• Work instructions
Set out the entries below as a numbered list, one line per number, skipping any blank lines and omitting the pictures.

Stored entries
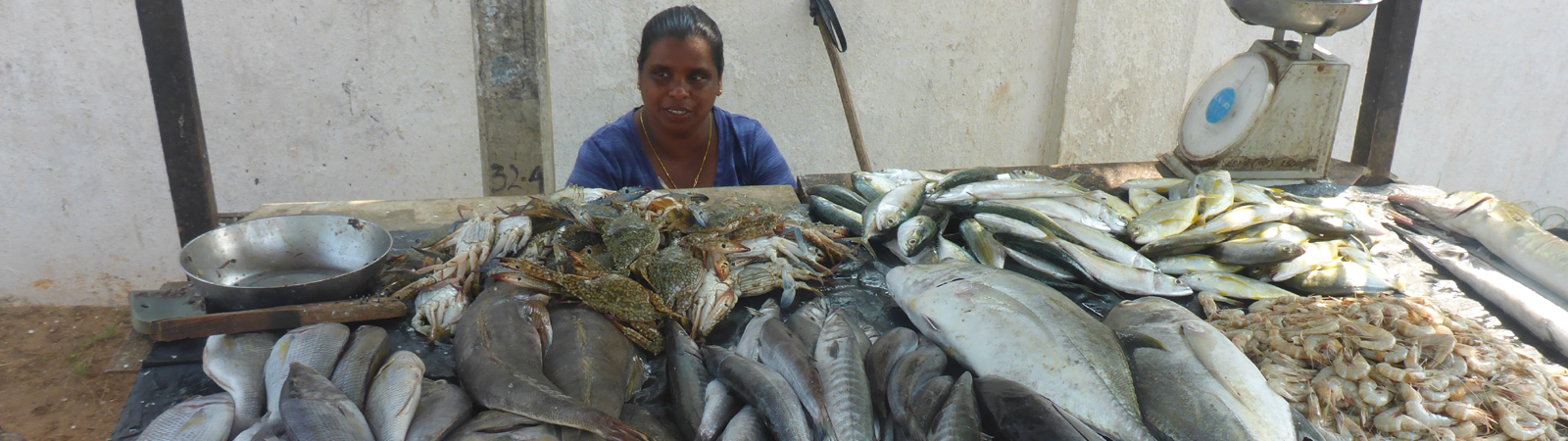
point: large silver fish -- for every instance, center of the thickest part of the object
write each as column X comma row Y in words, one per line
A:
column 237, row 365
column 1199, row 386
column 316, row 346
column 1008, row 325
column 196, row 419
column 360, row 363
column 499, row 347
column 394, row 396
column 841, row 362
column 1504, row 228
column 443, row 407
column 314, row 410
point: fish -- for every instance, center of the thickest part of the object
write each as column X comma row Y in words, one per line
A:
column 718, row 409
column 841, row 363
column 1243, row 217
column 960, row 417
column 687, row 378
column 880, row 360
column 1215, row 190
column 786, row 355
column 1015, row 413
column 443, row 407
column 208, row 417
column 314, row 410
column 984, row 244
column 752, row 336
column 504, row 425
column 1123, row 278
column 1256, row 252
column 914, row 234
column 360, row 363
column 235, row 363
column 839, row 196
column 394, row 396
column 1164, row 220
column 316, row 346
column 1000, row 190
column 1142, row 200
column 1504, row 228
column 913, row 370
column 764, row 389
column 499, row 349
column 747, row 425
column 890, row 211
column 1186, row 264
column 1001, row 323
column 807, row 322
column 1341, row 278
column 1197, row 385
column 1233, row 286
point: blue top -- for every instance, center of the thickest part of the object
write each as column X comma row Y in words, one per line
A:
column 613, row 157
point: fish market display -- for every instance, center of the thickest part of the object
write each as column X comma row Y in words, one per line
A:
column 639, row 256
column 1374, row 368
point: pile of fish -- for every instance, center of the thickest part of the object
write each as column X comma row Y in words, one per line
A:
column 318, row 381
column 1377, row 368
column 1209, row 236
column 637, row 255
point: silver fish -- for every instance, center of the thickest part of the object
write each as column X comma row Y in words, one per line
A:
column 361, row 360
column 443, row 407
column 499, row 350
column 314, row 410
column 195, row 419
column 687, row 378
column 1021, row 415
column 747, row 425
column 841, row 362
column 235, row 363
column 764, row 389
column 316, row 346
column 1008, row 325
column 786, row 355
column 1199, row 386
column 394, row 396
column 960, row 417
column 718, row 409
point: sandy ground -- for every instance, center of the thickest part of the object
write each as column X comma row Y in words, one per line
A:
column 52, row 365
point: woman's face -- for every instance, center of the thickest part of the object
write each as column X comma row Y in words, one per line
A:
column 679, row 83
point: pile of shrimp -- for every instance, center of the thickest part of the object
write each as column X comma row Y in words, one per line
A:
column 1384, row 368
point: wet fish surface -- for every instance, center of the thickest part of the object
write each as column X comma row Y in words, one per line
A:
column 499, row 350
column 193, row 419
column 237, row 365
column 314, row 410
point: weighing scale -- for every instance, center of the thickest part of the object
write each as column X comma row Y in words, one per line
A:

• Reply
1. point: large silver fish -- for every instance, center of the thickest part of the object
2. write each as column X comma row Y in words, one per line
3. A:
4. column 237, row 365
5. column 1199, row 386
6. column 316, row 346
7. column 1008, row 325
8. column 196, row 419
9. column 360, row 363
10. column 499, row 347
11. column 394, row 396
12. column 841, row 362
13. column 1504, row 228
14. column 443, row 407
15. column 314, row 410
16. point: fish -- for every instance, center of the thickest part of the object
17. write each as column X comma row Y in words, one per line
18. A:
19. column 718, row 409
20. column 841, row 363
21. column 1243, row 217
22. column 960, row 417
23. column 687, row 378
24. column 880, row 360
25. column 1215, row 190
26. column 786, row 355
27. column 1015, row 413
28. column 443, row 407
29. column 208, row 417
30. column 314, row 410
31. column 984, row 244
32. column 752, row 336
33. column 504, row 425
34. column 1123, row 278
35. column 1256, row 252
36. column 914, row 234
37. column 360, row 363
38. column 235, row 363
39. column 839, row 196
40. column 394, row 396
41. column 1164, row 220
42. column 316, row 346
43. column 1000, row 190
44. column 1142, row 200
45. column 1504, row 228
46. column 913, row 370
47. column 764, row 389
48. column 499, row 349
49. column 747, row 425
50. column 890, row 211
51. column 1186, row 264
52. column 1001, row 323
53. column 807, row 322
54. column 1341, row 278
55. column 1197, row 385
56. column 1233, row 286
57. point: blue top -- for every instance, center of the thickest part of the object
58. write each as column X comma row Y in words, one per line
59. A:
60. column 613, row 157
61. point: fish market display -- for every instance, center of the thickest part of the object
62. write each as column X comma row Y in words, one per line
63. A:
64. column 639, row 256
65. column 1374, row 368
66. point: pile of fish -- for every instance, center of the thickest part of the object
67. write each as column X comma row Y in words, one per line
68. A:
69. column 318, row 381
70. column 1377, row 368
71. column 1209, row 236
72. column 637, row 255
73. point: silver fish -- for every instance, center of the thickest part of the object
74. write each as column X comma row Y in words, one per line
75. A:
76. column 361, row 360
77. column 443, row 407
78. column 499, row 350
79. column 314, row 410
80. column 195, row 419
81. column 687, row 378
82. column 1021, row 415
83. column 747, row 425
84. column 841, row 362
85. column 235, row 363
86. column 764, row 389
87. column 316, row 346
88. column 1008, row 325
89. column 786, row 355
90. column 1199, row 386
91. column 394, row 396
92. column 960, row 417
93. column 718, row 409
94. point: sandy ground -- for every instance, center of the thickest part of the object
95. write each as column X comma row Y in words, one per line
96. A:
97. column 52, row 365
98. point: woman's face -- for every instance, center of the thickest part of the object
99. write each as column X comma row Y in words, one per line
100. A:
101. column 679, row 83
102. point: pile of shrimp -- for every instance, center of the thickest part of the object
103. write each as column X comma row Y in words, one per line
104. A:
105. column 1384, row 368
106. point: wet fish surface -- for every instance, center of the thickest part of the object
107. write each as column X comma row Y in words, one per line
108. A:
109. column 499, row 350
110. column 193, row 419
111. column 237, row 365
112. column 314, row 410
113. point: weighing scale -- for every instance, center of the thickest part of the object
114. write each as column X comma row Y in words, one per line
115. A:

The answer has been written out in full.